DIRECTIONS FOR THIS TASK :: Reproduce the stretch of the employment law Q&A from "Bakersfield, CA asked" through "not fired me?", word for word.

PASSAGE SHOWN ::
Bakersfield, CA asked in Small Claims, Employment Law and Employment Discrimination for California

Q: Is there any legal action I can take against my job that has not given me any hours but has not fired me?

I worked at a job for a little over a month but after an altercation with a coworker, my hours were reduced to none without any explanation. The altercation was nothing more than a loud argument that resulted in the coworker and I being face-to-face with one another. Without an explanation, my hours were reduced to zero and while I have tried to get in contact with the manager about (via text message and physical presence) this, I am constantly being told excuses as to why I cannot speak to any management. I was not interviewed for this altercation or asked about my side, however, the coworker I argued with was. There were witnesses that can attest to this interaction and can testify that the employee I argued with has done this before with employees before me. Each faced the same punishment as a result. Is there any legal action I can take concerning this matter? I never received an official statement of termination. I can also provide more details if needed. Thank you

3 Lawyer Answers

A: You are considered to be an at will employee unless you had an agreement with your employer to the contrary. The employer of an at will employee can discipline or terminate the employee at any time and for any reason or even no reason at all. Having an altercation with a co-worker, regardless of who is at fault, who instigated it, and how minor that altercation, is more than enough justification for an employer to terminate or cut hours to zero without facing legal recourse. The only way it could create legal liability is if you could prove the employer acted as it did because of your membership in a protected class of people or because you had engaged in legally protected conduct.

(Point placement records)
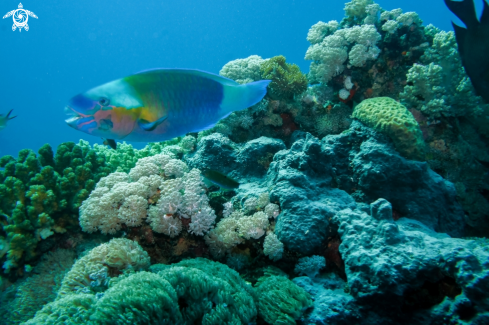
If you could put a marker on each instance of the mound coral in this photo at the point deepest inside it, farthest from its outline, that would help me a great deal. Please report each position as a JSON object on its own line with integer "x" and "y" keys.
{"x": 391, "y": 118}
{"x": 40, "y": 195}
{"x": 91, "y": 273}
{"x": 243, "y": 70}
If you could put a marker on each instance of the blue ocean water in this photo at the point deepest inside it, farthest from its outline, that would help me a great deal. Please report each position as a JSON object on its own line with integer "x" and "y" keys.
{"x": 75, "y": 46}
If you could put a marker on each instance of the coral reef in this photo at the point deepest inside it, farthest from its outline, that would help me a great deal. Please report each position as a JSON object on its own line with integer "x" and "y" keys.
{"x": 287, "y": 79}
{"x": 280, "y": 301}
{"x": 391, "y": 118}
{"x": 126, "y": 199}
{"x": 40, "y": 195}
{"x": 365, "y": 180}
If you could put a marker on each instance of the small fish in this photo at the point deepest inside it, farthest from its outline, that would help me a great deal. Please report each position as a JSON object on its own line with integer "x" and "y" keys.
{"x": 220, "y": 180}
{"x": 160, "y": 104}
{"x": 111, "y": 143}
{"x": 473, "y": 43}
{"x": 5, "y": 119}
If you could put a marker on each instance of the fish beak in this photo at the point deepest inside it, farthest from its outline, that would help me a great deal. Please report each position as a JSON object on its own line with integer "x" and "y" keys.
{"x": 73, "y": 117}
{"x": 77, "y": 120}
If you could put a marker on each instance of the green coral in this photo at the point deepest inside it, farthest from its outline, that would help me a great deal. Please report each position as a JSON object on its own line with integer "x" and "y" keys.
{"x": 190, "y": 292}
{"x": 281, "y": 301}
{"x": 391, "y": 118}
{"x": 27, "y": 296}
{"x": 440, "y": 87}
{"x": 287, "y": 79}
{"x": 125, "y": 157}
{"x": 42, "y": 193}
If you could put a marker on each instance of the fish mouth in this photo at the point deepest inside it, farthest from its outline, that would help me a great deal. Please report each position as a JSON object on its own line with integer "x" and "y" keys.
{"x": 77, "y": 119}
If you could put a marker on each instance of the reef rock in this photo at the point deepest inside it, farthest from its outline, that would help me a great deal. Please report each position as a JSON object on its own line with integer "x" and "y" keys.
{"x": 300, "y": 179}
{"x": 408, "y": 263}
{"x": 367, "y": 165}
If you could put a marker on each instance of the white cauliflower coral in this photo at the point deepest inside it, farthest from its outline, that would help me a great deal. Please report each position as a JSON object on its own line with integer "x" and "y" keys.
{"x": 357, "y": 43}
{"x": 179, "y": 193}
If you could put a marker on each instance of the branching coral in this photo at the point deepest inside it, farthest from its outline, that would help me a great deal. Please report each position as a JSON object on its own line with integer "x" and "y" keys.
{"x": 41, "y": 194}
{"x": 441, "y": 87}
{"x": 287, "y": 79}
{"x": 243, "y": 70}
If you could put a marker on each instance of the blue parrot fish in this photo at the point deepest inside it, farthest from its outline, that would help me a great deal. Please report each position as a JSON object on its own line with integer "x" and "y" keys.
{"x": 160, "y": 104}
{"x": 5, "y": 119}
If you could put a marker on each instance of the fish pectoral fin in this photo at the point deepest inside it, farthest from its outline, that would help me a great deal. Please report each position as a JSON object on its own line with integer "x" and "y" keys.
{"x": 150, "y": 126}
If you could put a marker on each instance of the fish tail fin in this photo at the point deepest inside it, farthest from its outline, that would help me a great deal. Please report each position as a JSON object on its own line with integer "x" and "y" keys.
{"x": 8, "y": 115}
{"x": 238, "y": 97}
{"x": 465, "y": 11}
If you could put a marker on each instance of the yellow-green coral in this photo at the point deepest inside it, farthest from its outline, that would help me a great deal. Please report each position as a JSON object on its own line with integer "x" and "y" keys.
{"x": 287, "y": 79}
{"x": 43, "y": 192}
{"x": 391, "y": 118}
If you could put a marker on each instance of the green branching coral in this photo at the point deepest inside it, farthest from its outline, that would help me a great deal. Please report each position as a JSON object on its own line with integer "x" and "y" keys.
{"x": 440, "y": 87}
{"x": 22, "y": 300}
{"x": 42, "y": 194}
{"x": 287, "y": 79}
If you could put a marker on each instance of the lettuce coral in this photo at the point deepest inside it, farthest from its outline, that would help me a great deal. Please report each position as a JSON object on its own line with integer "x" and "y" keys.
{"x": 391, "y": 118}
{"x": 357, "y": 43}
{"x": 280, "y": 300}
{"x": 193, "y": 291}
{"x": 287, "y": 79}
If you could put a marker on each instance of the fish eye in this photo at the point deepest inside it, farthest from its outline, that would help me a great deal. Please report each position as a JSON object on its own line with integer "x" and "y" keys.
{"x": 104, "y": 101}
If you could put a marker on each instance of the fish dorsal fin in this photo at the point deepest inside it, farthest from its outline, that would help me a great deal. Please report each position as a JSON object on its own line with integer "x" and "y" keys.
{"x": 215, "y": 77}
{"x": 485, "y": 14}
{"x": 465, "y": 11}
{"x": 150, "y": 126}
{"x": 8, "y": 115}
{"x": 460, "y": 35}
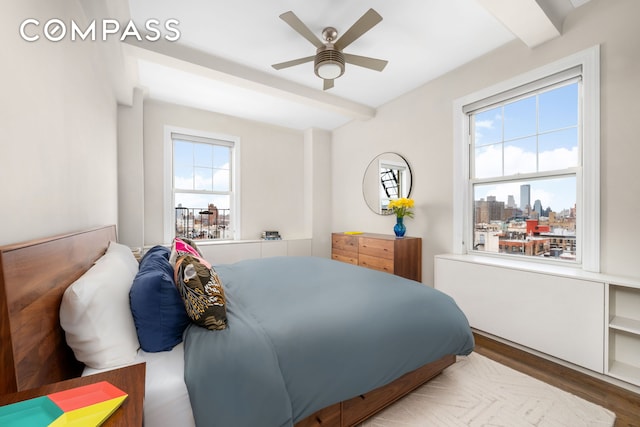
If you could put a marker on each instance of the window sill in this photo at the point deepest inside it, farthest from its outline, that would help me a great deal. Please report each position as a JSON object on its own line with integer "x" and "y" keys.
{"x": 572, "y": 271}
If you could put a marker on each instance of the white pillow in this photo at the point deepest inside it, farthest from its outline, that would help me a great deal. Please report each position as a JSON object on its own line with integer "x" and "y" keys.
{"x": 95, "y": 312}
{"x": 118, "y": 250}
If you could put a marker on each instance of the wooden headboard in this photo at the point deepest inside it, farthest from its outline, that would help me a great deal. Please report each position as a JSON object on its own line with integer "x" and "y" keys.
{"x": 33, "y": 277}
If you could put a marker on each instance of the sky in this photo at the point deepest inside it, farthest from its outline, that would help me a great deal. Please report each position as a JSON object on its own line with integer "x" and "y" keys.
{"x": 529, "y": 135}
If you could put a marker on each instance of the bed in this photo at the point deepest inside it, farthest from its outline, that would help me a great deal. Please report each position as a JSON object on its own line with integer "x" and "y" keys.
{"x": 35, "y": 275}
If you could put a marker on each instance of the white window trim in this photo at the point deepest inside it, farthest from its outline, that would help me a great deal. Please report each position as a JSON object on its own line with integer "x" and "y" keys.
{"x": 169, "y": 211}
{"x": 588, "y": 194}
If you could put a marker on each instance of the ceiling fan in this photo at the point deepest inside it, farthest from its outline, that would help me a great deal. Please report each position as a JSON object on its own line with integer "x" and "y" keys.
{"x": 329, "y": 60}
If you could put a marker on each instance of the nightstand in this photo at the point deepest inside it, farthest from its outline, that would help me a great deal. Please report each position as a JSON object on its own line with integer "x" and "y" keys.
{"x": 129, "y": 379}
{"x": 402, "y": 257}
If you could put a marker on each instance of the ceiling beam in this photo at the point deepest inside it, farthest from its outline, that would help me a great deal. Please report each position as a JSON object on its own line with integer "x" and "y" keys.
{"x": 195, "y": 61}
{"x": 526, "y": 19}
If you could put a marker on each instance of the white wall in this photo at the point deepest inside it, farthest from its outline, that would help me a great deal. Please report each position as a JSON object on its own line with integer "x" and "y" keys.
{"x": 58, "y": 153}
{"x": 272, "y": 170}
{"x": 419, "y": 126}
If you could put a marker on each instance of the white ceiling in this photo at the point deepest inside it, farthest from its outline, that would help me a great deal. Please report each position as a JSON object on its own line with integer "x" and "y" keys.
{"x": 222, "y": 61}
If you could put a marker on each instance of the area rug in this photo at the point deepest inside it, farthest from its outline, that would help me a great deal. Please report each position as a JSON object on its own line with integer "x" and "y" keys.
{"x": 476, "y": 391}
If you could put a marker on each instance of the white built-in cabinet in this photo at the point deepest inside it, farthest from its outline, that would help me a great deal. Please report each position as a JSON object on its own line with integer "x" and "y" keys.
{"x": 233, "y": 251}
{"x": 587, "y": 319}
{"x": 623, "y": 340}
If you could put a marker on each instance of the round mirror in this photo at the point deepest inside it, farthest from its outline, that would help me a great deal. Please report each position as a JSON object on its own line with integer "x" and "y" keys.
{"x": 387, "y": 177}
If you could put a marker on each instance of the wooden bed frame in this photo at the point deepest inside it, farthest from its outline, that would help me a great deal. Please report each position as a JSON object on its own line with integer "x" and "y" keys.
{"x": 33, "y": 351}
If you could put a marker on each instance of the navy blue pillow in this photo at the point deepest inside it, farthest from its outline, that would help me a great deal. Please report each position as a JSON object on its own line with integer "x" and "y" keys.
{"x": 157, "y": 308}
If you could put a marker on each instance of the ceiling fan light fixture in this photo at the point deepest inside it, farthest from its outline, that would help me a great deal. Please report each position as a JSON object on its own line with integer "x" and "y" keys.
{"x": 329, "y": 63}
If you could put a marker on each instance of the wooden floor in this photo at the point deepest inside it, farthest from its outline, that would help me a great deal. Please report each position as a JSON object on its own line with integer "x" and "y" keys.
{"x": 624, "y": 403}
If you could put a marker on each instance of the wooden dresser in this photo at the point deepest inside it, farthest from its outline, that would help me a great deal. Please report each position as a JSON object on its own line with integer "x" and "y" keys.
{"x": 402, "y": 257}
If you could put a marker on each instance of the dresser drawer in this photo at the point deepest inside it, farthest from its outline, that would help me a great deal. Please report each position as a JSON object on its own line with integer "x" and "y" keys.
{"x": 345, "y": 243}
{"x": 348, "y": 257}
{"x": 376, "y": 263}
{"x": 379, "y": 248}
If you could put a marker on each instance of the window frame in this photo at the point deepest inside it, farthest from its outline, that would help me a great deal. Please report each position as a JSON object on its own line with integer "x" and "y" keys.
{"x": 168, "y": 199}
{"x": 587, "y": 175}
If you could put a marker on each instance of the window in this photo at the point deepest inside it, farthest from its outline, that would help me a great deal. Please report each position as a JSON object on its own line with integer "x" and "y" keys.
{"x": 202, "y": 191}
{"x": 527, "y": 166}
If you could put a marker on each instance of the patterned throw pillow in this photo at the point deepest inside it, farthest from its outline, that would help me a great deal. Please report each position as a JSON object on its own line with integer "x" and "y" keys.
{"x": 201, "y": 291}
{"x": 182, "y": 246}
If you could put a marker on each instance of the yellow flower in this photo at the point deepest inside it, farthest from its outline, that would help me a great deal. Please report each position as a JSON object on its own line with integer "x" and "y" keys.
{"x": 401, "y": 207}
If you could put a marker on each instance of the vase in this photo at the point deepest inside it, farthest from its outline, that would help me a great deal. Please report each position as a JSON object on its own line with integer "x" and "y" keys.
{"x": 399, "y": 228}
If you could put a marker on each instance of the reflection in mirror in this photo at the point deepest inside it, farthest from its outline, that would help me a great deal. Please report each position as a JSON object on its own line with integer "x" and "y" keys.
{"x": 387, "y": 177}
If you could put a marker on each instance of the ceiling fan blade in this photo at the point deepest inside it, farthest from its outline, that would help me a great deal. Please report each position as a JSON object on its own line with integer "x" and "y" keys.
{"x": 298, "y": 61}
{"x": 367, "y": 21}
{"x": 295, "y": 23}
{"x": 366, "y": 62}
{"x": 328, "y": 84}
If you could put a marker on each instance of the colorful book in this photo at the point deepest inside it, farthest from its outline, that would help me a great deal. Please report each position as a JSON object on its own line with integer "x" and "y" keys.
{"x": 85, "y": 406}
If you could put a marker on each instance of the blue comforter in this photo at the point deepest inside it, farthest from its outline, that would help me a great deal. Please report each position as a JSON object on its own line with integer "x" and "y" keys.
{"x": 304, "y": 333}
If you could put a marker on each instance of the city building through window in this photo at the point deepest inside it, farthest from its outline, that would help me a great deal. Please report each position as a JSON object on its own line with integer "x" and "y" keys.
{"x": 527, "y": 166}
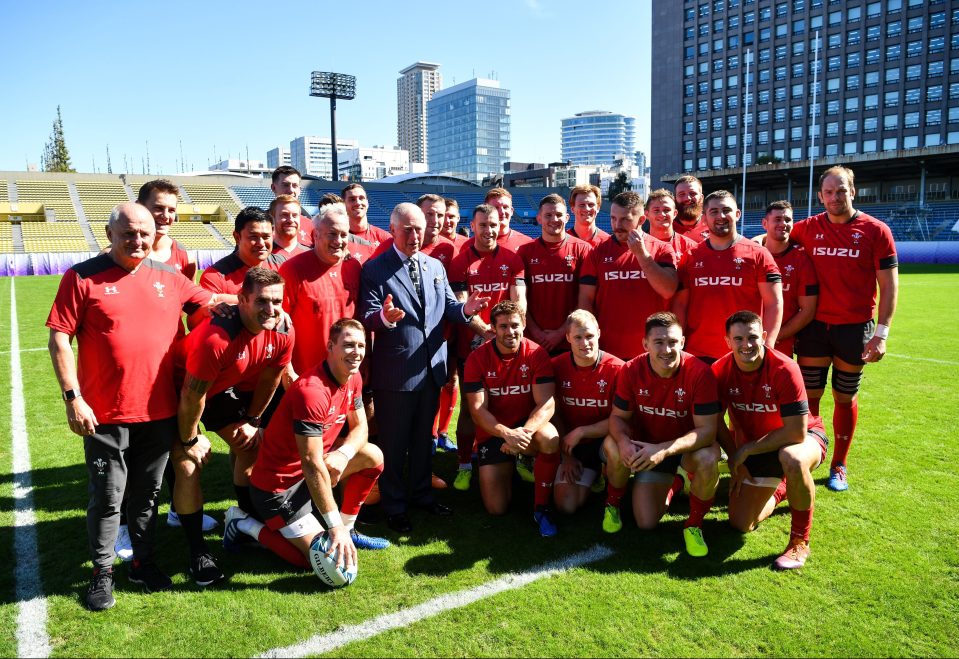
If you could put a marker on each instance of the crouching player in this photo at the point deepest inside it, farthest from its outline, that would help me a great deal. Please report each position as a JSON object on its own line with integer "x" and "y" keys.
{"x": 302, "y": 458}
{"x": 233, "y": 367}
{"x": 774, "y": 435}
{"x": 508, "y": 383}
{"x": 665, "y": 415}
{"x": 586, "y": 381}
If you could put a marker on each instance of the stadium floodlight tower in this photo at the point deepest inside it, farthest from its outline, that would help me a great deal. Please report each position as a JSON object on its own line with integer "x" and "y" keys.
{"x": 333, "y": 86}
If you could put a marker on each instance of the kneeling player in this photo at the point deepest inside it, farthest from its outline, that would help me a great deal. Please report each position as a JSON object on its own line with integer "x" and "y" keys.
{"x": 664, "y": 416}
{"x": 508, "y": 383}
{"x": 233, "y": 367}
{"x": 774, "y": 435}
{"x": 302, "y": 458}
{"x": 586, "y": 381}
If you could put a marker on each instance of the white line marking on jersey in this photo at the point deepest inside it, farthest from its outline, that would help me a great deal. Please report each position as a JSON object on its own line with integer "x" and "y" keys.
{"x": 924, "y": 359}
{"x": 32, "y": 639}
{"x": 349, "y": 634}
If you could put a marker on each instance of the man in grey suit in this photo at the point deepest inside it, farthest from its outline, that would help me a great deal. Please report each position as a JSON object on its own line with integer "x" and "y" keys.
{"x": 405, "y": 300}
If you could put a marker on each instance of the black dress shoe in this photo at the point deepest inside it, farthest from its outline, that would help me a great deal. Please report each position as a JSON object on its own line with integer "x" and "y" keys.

EXERCISE ANSWER ::
Bakersfield, CA asked in Small Claims, Employment Law and Employment Discrimination for California

Q: Is there any legal action I can take against my job that has not given me any hours but has not fired me?